[Data entries]

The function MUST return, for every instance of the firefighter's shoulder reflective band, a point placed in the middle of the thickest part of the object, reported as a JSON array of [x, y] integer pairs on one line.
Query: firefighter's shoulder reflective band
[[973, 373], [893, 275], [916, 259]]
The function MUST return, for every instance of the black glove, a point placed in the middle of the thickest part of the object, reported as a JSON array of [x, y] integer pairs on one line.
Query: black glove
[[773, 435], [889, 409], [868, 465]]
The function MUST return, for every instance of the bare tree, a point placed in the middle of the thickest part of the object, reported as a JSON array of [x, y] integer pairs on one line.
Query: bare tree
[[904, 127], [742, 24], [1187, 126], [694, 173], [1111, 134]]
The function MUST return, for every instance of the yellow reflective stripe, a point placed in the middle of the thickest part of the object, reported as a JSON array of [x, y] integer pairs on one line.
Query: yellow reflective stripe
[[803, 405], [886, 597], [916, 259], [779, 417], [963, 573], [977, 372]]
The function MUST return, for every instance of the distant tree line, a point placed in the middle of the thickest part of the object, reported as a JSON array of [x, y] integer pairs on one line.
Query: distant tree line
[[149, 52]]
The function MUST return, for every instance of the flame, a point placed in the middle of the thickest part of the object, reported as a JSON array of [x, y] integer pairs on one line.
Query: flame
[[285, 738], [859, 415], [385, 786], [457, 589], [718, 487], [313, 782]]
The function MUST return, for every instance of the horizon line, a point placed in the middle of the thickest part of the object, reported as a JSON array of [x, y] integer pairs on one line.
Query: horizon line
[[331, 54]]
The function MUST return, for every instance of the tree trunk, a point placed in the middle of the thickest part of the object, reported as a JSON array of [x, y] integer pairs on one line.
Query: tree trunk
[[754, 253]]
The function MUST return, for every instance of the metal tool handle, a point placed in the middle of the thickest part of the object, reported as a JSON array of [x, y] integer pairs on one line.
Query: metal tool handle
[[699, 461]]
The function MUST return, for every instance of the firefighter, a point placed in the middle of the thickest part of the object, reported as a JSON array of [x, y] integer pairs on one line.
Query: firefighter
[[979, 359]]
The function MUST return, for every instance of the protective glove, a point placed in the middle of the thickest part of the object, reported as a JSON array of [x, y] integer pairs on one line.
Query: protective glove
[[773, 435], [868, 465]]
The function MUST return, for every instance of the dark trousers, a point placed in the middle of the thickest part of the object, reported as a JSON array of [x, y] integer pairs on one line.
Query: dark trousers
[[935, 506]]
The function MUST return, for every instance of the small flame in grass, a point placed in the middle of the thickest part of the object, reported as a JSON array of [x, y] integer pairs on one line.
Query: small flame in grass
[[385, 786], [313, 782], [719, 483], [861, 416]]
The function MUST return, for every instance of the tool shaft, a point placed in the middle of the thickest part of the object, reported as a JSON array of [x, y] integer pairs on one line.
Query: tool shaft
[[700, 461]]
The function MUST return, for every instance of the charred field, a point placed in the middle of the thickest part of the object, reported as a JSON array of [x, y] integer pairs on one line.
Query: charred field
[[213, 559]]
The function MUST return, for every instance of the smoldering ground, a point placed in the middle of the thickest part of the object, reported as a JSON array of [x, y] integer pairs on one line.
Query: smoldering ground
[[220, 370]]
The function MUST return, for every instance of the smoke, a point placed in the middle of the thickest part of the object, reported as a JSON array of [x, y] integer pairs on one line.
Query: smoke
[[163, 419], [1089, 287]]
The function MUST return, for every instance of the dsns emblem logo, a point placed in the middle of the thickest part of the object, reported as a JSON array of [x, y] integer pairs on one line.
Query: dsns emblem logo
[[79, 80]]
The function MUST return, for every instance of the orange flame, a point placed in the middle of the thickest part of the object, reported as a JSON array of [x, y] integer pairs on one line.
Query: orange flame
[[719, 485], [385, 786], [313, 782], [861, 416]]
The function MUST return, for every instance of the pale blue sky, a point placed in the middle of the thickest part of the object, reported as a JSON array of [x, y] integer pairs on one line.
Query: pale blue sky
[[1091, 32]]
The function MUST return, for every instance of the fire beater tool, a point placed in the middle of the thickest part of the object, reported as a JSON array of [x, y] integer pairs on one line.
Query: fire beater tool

-- WHAT YOU WILL DO --
Arrange every line of the data entries above as a numbered list, leaving out any blank lines.

-- FULL OUTPUT --
1. The function MUST return, for every instance of the firefighter's shoulder reflective band, a point placed in the middle of the thickest part of the object, reported as a JSON array of [x, y] integer pairs on one line.
2. Query: firefighter's shoulder reflective band
3. [[973, 373], [893, 275], [916, 259]]
4. The function MUST return, for every instance of the black glove, a point placed in the middle of the thickest part of the object, reported as a JSON array of [x, y] integer pairs on one line.
5. Query: black glove
6. [[773, 435], [889, 409], [868, 465]]
7. The function MUST return, for every instance of the bare tree, a point placed in the middle of the thickest part of the object, reported as a JSON array of [x, y] integer pairs on one line.
8. Query: bare tree
9. [[904, 127], [742, 24], [1187, 126], [694, 173], [1111, 134]]
10. The function MUST return, for every instance of the yellow reflective stripe, a point placed in the middle of the thickest part of the object, reported as a JSON array of [x, y] integer pairs on one line.
11. Query: yellow reflective stripe
12. [[803, 405], [886, 597], [916, 259], [779, 417], [963, 573], [977, 372]]
13. The function MUST return, for every instance of the distant tree line, a point placed in the middle of the thickest part of the object, reported as a JSON array of [x, y] integer pairs on one line.
14. Query: distant tree line
15. [[149, 52]]
16. The function MUST return, for every instance of the flame, a point placed in the middle of the thickest part of the object, reported as a JSON array of [x, y] integer pairs on one line.
17. Query: flame
18. [[285, 738], [859, 415], [385, 786], [457, 589], [718, 487], [313, 782]]
19. The function MUST return, for every instance of the horizon line, a point placed in the middle of the thickest part of the object, reported as a JSON array of [x, y] integer pairs on one line.
20. Query: horizon line
21. [[331, 54]]
22. The function MUST return, for every instance of the tree trunk, a point placed in the middle of the thickest part of the object, reported as a JSON array of [x, y] integer pairs on one line.
23. Query: tree trunk
24. [[754, 253]]
25. The function MUST return, for every instance of the metal tool handle, a point placed in the middle of the thickest part of the object, reported as a JSON array of [x, y] integer pairs on one line.
26. Query: metal tool handle
27. [[699, 461]]
28. The function MUST return, for every instance of the firefighter, a point placed in the middle of the thickest part of the object, reported as a JSON array of [x, y] integer pairs on one line.
29. Query: firefighter
30. [[979, 359]]
31. The function MUST return, for every instance of the protective glove, a point placed in the middle of the thickest part of the object, reported as a JSON array of [x, y] integer pairs on one line.
32. Query: protective glove
33. [[773, 435], [868, 465]]
34. The function MUST return, for every instance of the dark trousers, a point placed in the middle of the thickest part of the object, reported as a JSON array of [x, y] integer pairs on one line.
35. Query: dark trousers
36. [[935, 506]]
37. The function MUST return, for every instance of the small flame in grass, a point placed in the middle of the thickest part of the object, reported as a JSON array of [x, y] integer pairs on one line.
38. Query: small flame in grass
39. [[385, 786], [313, 782], [719, 483], [861, 416]]
40. The function MUST return, for every instance of the tool shaft, a point placed in the middle of the thickest part of the object, reported as a JSON array of [x, y] integer pairs on one line.
41. Query: tool shaft
42. [[700, 461]]
43. The function MUST return, for every instance of the charred field, a point placed in the middle of the thickest part of the object, reported as a JSON array of [x, y] integer pairs on one line.
44. Query: charred field
45. [[213, 559]]
46. The function MUST return, for every instance of the smoldering ground, a point placed in the middle of the thickest part of the object, reported as a JSON array of [x, y] integer pairs on one line.
47. Query: smoldering ground
48. [[220, 370]]
49. The function MUST return, for every instance of the smoke, a point placed in the middle of the thickest part of the object, reported as a JSON array of [x, y] integer pairs on one line.
50. Query: smoke
51. [[163, 419], [1089, 287]]
52. The function MUST return, for every instance of the dsns emblem logo, a point placed in the middle of the thickest part of the object, reported as a JSON array of [x, y] integer pairs on one line.
53. Query: dsns emblem logo
54. [[79, 80]]
55. The function MUST return, for every instance of the orange flame, a point placed in the middle of the thickest part of the object, reported as a JSON array of [x, y] integer pairs on one line.
56. Query: orange flame
57. [[719, 485], [385, 786], [313, 782], [861, 416]]
58. The function MUST return, for every instance of the pale blue sky, a point placed in the middle of the thickest part of the object, reported as a JSON array of [x, y] integer pairs on one line.
59. Query: pale blue sky
60. [[1091, 32]]
61. The function MUST return, for every instance of the fire beater tool, a point placed in the middle of the thickest part of the object, reported as a JSON array of [x, y] integer pairs on one line.
62. Query: fire beater tool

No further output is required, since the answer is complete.